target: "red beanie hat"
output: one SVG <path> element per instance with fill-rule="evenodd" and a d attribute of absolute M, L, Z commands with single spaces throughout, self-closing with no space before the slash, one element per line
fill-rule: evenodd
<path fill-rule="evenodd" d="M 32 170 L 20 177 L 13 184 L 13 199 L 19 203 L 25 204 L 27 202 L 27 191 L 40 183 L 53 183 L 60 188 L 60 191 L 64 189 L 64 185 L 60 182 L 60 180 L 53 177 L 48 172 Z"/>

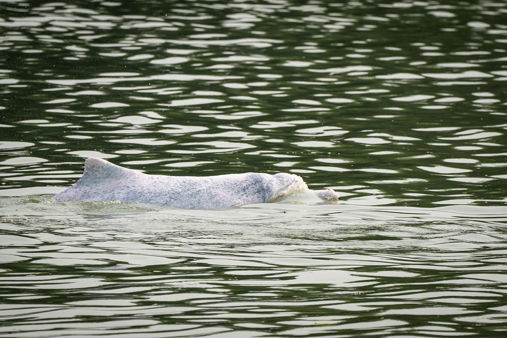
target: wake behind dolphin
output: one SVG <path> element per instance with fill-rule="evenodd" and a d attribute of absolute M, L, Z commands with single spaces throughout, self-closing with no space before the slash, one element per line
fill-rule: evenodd
<path fill-rule="evenodd" d="M 336 200 L 331 190 L 309 191 L 297 175 L 258 173 L 207 177 L 148 175 L 91 158 L 79 180 L 53 197 L 63 203 L 83 201 L 139 202 L 182 209 L 218 209 L 277 202 L 311 191 L 323 200 Z"/>

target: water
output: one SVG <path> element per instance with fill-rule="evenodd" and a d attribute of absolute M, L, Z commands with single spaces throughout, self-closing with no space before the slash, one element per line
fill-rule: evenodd
<path fill-rule="evenodd" d="M 0 334 L 503 337 L 506 12 L 0 3 Z M 341 197 L 52 202 L 89 157 Z"/>

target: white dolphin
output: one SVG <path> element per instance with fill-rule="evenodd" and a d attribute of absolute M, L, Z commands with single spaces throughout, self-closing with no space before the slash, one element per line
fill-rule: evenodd
<path fill-rule="evenodd" d="M 277 202 L 297 193 L 311 192 L 336 201 L 330 189 L 310 191 L 297 175 L 258 173 L 206 177 L 147 175 L 91 158 L 83 176 L 53 197 L 59 203 L 83 201 L 139 202 L 182 209 L 218 209 Z"/>

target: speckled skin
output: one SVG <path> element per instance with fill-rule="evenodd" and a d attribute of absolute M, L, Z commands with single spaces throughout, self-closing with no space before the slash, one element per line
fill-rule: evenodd
<path fill-rule="evenodd" d="M 120 201 L 182 209 L 216 209 L 276 202 L 307 190 L 302 178 L 291 174 L 147 175 L 104 160 L 90 158 L 85 161 L 84 172 L 79 180 L 53 198 L 60 203 Z M 332 190 L 314 192 L 321 198 L 338 198 Z"/>

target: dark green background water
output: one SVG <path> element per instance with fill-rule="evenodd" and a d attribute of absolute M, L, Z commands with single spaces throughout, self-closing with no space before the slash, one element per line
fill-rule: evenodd
<path fill-rule="evenodd" d="M 3 336 L 503 336 L 506 14 L 0 2 Z M 90 157 L 341 198 L 51 203 Z"/>

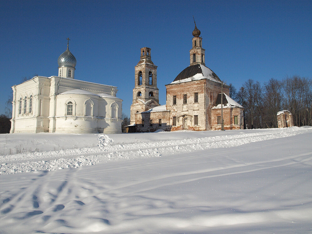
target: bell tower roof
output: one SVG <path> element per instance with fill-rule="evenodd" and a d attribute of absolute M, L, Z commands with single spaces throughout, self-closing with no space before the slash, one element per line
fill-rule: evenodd
<path fill-rule="evenodd" d="M 194 16 L 193 16 L 193 19 L 194 20 L 194 23 L 195 24 L 195 28 L 193 30 L 193 32 L 192 34 L 194 37 L 199 37 L 200 35 L 200 31 L 196 27 L 196 23 L 195 22 L 195 19 L 194 19 Z"/>
<path fill-rule="evenodd" d="M 76 58 L 74 55 L 69 51 L 68 49 L 68 44 L 69 40 L 69 38 L 67 38 L 67 49 L 57 59 L 57 63 L 59 67 L 62 66 L 69 66 L 75 68 L 77 63 Z"/>
<path fill-rule="evenodd" d="M 194 16 L 193 19 L 194 19 Z M 205 49 L 202 47 L 202 38 L 199 37 L 200 31 L 196 27 L 195 19 L 194 23 L 195 29 L 193 33 L 194 37 L 192 38 L 192 48 L 190 51 L 190 65 L 201 64 L 205 66 Z"/>

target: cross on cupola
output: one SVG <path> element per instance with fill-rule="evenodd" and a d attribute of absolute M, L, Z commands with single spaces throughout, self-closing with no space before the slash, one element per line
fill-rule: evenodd
<path fill-rule="evenodd" d="M 190 65 L 202 64 L 205 66 L 205 51 L 202 47 L 202 40 L 199 37 L 200 31 L 197 28 L 195 22 L 195 19 L 193 16 L 193 19 L 195 24 L 195 28 L 192 34 L 194 37 L 192 39 L 192 48 L 190 51 Z"/>
<path fill-rule="evenodd" d="M 195 21 L 194 21 L 195 22 Z M 69 37 L 67 37 L 66 38 L 66 40 L 67 40 L 67 48 L 68 48 L 68 45 L 69 44 L 69 41 L 71 40 L 71 39 L 69 39 Z"/>

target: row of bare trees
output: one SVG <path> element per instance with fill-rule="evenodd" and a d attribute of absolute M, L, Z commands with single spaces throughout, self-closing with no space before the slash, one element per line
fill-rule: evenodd
<path fill-rule="evenodd" d="M 276 114 L 287 110 L 294 124 L 312 126 L 312 79 L 294 76 L 282 80 L 273 78 L 262 86 L 249 79 L 236 92 L 230 84 L 231 97 L 245 108 L 245 123 L 249 129 L 277 127 Z"/>

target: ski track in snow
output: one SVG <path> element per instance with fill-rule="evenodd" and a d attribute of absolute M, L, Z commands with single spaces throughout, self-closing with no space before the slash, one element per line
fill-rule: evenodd
<path fill-rule="evenodd" d="M 2 168 L 17 170 L 4 170 L 16 174 L 0 183 L 0 232 L 310 233 L 312 152 L 302 147 L 308 137 L 289 140 L 298 147 L 278 140 L 214 149 L 311 133 L 295 128 L 123 144 L 101 134 L 97 147 L 2 156 Z M 157 156 L 164 158 L 124 160 Z M 111 167 L 55 170 L 115 159 Z"/>
<path fill-rule="evenodd" d="M 234 135 L 116 144 L 108 136 L 101 134 L 98 135 L 98 144 L 95 147 L 1 156 L 0 175 L 37 170 L 51 171 L 104 163 L 112 159 L 160 157 L 210 149 L 234 147 L 311 132 L 311 128 L 294 127 Z"/>

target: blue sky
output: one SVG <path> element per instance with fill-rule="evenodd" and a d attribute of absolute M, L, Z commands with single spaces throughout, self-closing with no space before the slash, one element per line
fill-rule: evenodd
<path fill-rule="evenodd" d="M 57 76 L 69 49 L 75 78 L 117 86 L 129 116 L 140 48 L 164 85 L 189 65 L 194 15 L 205 63 L 237 90 L 249 79 L 312 74 L 312 1 L 2 1 L 0 2 L 0 114 L 23 77 Z"/>

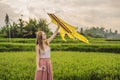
──────────
— TASK OBJECTIVE —
Gather every line of the listing that contains the string "water", treating uppercase and lowercase as different.

— THE RESPONSE —
target: water
target: dark green background water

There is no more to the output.